--- START ---

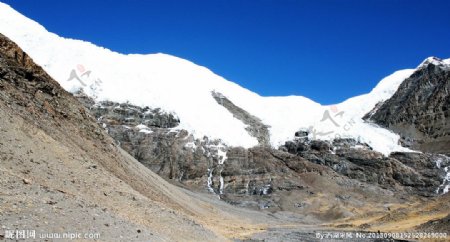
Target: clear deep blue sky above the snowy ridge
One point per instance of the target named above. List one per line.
(326, 50)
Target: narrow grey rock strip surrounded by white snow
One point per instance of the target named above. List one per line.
(255, 128)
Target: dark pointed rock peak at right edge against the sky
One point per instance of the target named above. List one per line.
(419, 111)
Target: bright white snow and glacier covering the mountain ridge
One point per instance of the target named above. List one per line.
(180, 86)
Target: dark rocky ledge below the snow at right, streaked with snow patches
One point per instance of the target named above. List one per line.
(414, 173)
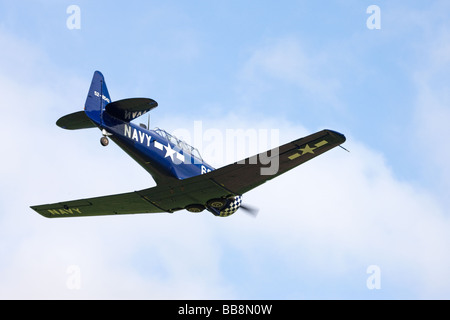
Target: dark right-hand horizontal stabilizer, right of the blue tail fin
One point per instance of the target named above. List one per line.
(130, 109)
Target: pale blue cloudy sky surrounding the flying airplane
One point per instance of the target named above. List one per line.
(371, 223)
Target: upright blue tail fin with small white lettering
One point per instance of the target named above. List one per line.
(98, 97)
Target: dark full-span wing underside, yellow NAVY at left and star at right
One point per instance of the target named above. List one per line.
(231, 180)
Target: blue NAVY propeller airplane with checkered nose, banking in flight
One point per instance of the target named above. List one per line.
(184, 181)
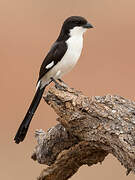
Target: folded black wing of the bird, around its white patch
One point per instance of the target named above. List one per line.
(55, 54)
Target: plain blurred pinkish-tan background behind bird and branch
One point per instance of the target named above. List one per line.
(27, 30)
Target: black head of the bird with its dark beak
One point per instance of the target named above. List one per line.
(71, 23)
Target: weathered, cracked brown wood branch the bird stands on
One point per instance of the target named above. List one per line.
(89, 129)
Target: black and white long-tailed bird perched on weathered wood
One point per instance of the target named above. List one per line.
(61, 58)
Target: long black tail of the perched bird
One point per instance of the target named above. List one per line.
(22, 131)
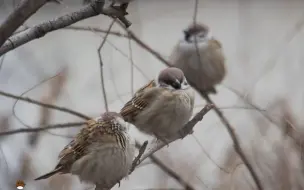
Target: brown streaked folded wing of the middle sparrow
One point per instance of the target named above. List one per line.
(138, 102)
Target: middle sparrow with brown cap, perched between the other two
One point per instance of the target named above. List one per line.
(161, 107)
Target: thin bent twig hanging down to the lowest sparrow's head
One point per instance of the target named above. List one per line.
(101, 66)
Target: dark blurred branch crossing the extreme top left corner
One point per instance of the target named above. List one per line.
(22, 12)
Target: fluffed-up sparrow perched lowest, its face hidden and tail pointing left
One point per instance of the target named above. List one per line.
(101, 153)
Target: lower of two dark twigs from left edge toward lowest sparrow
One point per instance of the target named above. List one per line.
(44, 128)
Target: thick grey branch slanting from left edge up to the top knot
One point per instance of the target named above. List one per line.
(38, 31)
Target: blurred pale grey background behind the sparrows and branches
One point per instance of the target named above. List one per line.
(263, 41)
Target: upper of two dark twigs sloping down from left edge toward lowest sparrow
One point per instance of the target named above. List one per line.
(63, 109)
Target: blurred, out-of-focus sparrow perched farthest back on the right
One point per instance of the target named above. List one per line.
(203, 66)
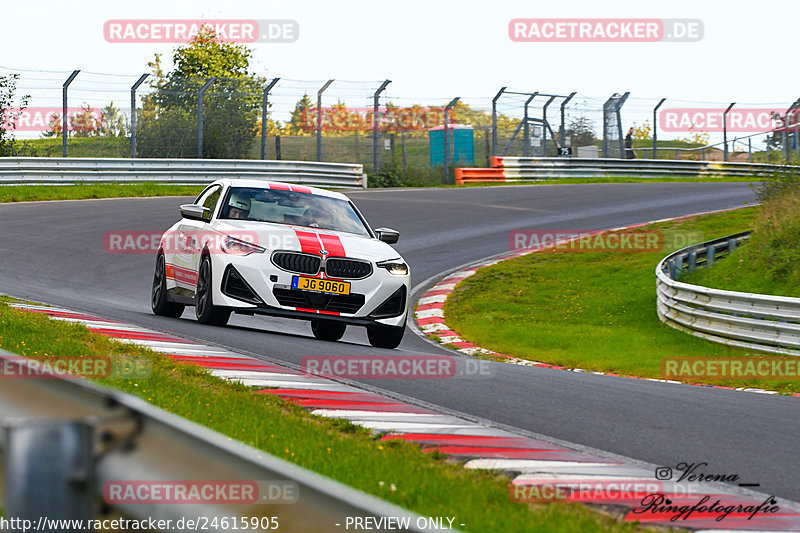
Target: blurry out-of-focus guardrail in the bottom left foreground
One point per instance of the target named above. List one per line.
(64, 440)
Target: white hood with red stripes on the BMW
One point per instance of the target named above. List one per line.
(309, 240)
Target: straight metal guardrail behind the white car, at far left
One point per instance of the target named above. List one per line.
(61, 171)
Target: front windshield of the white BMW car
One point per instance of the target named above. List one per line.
(293, 208)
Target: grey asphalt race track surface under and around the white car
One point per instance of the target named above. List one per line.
(53, 252)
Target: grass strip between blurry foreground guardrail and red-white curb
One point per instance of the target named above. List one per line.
(426, 483)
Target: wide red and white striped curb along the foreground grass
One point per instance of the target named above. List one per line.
(530, 462)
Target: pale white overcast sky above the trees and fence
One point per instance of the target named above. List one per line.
(434, 50)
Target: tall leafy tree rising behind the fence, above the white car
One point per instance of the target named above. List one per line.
(232, 103)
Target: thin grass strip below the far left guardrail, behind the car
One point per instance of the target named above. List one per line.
(30, 193)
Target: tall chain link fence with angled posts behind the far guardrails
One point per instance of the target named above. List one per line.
(395, 135)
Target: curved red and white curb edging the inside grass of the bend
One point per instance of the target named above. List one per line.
(431, 322)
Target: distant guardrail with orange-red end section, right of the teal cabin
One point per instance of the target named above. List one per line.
(510, 169)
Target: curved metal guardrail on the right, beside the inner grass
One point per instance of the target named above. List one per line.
(753, 321)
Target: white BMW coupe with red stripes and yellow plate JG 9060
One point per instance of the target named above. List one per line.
(271, 248)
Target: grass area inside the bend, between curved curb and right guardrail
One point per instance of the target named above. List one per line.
(595, 311)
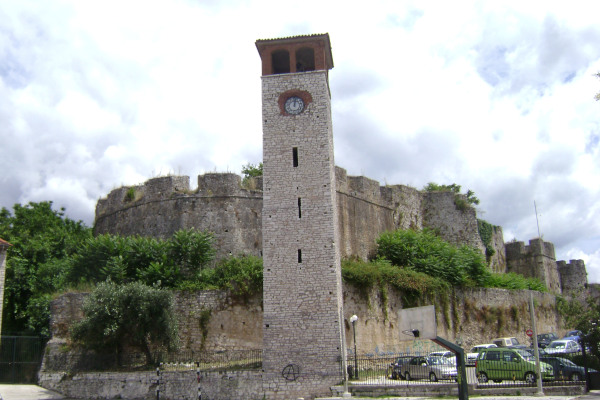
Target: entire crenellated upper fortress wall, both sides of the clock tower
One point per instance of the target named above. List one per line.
(220, 204)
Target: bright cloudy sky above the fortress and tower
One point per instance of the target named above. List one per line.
(495, 96)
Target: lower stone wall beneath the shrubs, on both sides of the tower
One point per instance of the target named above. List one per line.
(473, 316)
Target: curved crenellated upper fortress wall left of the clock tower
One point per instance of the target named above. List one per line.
(162, 206)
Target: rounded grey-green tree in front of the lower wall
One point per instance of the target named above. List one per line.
(130, 315)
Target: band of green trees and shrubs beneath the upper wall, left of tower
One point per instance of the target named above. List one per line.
(53, 254)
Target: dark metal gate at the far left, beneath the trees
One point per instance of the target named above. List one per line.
(20, 358)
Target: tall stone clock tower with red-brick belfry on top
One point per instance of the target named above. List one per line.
(303, 335)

--- END ---

» What to work on:
Write out exactly the lines between the start of the data and the line with "Target: black head", including both, but none of the pictures.

» Response:
Target: clear deep blue sky above the snowy ridge
One point per instance of the target named above. List one per line.
(326, 50)
Target: narrow grey rock strip surrounded by white snow
One point per instance of the target named above. List one per line.
(255, 128)
Target: dark pointed rock peak at right edge against the sky
One point per instance of the target named above. List one per line.
(419, 111)
Target: bright white snow and glacier covering the mountain ridge
One point per instance of the target named above. List one per line.
(180, 86)
Target: dark rocky ledge below the snow at right, streaked with snow patches
One point per instance of the target named above. List one per line.
(414, 173)
Target: dark right-hand horizontal stabilizer, right of the blue tail fin
One point per instance of the target named above. List one per line.
(130, 109)
Target: pale blue cloudy sky surrounding the flying airplane
One point per instance of the target named above. List one per line.
(371, 223)
Target: upright blue tail fin with small white lettering
One point per instance of the target named above. List one per line.
(98, 97)
Target: dark full-span wing underside, yellow NAVY at left and star at right
One point per instance of the target named above. List one per line.
(231, 180)
Target: blue NAVY propeller airplane with checkered nose, banking in flight
One point per instance of the target named above. List one per line.
(184, 181)
Target: folded black wing of the bird, around its white patch
One point per instance of the target named above. List one per line.
(55, 54)
Target: plain blurred pinkish-tan background behind bird and branch
One point per instance of the target named above. List one per line.
(27, 30)
Target: black head of the bird with its dark beak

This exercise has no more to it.